Письменное задание A: Продублируйте фрагмент текста о Шекспире без изменений. Начните со слов «Здесь образ неотрывен» и остановитесь после слов «душе, сознании человека.».
Письменное задание B: Кто, согласно тексту о Шекспире, произносит знаменитую формулу о добре, перетекающем в зло, и зле, перетекающем в добро?

Исходный текст:
::::

И совсем не случайно у Шекспира некоторые словесные образы превращаются в притчи, переходящие в идеи чуть ли не на глазах у зрителей. Знаменитую формулу о добре, перетекающем в зло, и зла в - добро, произносят ведьмы из Макбета. Но эту мысль, не формулируя, представляет монах брат Лоренцо из «Ромео и Джульетты». Это весьма тонко мотивирует драматург. И ведьмы, и брат Лоренцо провоцируют героев на недобрые по человеческой природе поступки, как бы недоступные провидению. И ведьмы, и Лоренцо являются силой, вмешивающейся в мистический ход жизни. Иначе говоря, автор и здесь неоднозначен. Совсем нет прямого указания, что эти слова принадлежат Шекспиру, но мудрость, явленная героями, явно растёт из авторской мудрости.
Так, Гамлет - совсем не alter ego автора, но его высказывания имеют авторский масштаб. Он го-
ворит Гертруде: «Я вас не пущу и зеркало поставлю перед вами, где вы себя увидите насквозь». Мы помним, как Гамлет говорил актёрам, что театр -зеркало, отражающее и доблесть, и низость в него смотрящихся.
Королева обнажает психологию человека, обременённого виной: «Больной душе и совести усталой Во всём мерещится беды начало. Так именно утайками вина Разоблачать себя осуждена».
Здесь образ неотрывен от психологического существования человека вообще. Героиня говорит как бы сама себе, а это отражается эхом в растревоженных спектаклем душах зрителя. Театр с помощью драматурга выводит наружу потаённое, бессознательное, загнанное при свете дня в тайные уголки человеческой души. Гертруда говорит, что Гамлет повернул её глаза внутрь, в душу. Это ведь описание механизма зрительского восприятия театрального и литературного произведения, объясняющего, что читатель и зритель воспринимают искусство воображением. Чтобы от внешнего действия, от текста перейти к художественному произведению, от смотрения перейти к внутреннему видению, или точнее, в слове увидеть образ и тем самым провидеть всё, что творится в сердце, душе, сознании человека.

::::

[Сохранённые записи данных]

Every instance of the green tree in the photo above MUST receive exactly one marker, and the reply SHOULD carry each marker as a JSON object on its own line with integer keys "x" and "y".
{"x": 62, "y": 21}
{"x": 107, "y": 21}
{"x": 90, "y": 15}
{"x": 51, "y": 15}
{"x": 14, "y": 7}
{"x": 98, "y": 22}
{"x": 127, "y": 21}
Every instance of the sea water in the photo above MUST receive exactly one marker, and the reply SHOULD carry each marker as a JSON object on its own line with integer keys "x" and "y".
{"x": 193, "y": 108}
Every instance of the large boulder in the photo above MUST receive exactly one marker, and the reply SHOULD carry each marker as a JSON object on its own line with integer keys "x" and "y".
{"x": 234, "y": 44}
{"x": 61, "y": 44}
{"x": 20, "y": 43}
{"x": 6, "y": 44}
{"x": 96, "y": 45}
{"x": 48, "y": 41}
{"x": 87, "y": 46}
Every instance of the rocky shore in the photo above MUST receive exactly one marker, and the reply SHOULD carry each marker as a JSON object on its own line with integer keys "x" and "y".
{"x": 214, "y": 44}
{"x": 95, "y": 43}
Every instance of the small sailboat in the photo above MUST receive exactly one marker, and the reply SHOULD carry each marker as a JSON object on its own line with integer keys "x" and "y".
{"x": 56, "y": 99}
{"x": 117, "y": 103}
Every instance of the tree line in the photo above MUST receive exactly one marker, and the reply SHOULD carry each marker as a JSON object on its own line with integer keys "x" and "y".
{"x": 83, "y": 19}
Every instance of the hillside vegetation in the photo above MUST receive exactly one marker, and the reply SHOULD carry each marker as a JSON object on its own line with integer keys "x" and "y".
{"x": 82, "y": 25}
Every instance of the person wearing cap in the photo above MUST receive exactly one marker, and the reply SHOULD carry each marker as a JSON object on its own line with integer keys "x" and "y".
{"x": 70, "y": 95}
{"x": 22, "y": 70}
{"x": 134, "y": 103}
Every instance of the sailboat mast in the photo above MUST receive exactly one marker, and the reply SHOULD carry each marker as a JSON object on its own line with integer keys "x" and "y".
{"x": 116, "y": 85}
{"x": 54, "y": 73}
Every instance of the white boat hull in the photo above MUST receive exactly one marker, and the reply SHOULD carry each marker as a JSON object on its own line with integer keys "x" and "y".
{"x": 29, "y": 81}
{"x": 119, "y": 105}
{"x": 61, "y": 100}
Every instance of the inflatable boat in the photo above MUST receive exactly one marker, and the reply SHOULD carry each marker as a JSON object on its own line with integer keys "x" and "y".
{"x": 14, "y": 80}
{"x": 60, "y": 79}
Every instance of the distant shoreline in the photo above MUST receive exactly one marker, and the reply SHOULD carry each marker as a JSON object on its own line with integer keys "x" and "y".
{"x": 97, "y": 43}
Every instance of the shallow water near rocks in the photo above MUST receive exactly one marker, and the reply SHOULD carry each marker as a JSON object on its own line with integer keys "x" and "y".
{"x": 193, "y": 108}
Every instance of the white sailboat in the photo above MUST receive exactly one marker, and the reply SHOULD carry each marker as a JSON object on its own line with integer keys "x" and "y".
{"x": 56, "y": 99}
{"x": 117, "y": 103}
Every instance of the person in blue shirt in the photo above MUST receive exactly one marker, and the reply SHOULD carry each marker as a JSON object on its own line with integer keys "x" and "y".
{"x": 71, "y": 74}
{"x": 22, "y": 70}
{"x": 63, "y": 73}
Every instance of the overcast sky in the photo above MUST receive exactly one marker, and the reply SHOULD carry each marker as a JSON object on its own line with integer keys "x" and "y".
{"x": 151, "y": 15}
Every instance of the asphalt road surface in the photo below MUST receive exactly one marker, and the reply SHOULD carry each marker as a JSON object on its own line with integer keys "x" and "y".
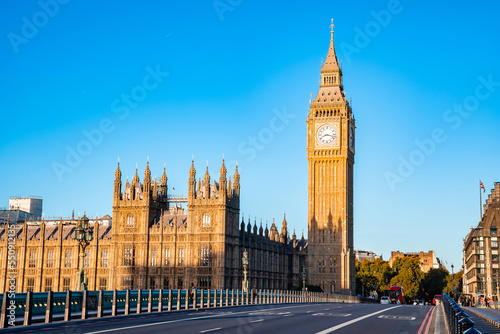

::::

Полный ответ A:
Здесь образ неотрывен от психологического существования человека вообще. Героиня говорит как бы сама себе, а это отражается эхом в растревоженных спектаклем душах зрителя. Театр с помощью драматурга выводит наружу потаённое, бессознательное, загнанное при свете дня в тайные уголки человеческой души. Гертруда говорит, что Гамлет повернул её глаза внутрь, в душу. Это ведь описание механизма зрительского восприятия театрального и литературного произведения, объясняющего, что читатель и зритель воспринимают искусство воображением. Чтобы от внешнего действия, от текста перейти к художественному произведению, от смотрения перейти к внутреннему видению, или точнее, в слове увидеть образ и тем самым провидеть всё, что творится в сердце, душе, сознании человека.

Полный ответ B: Эту формулу произносят ведьмы из «Макбета».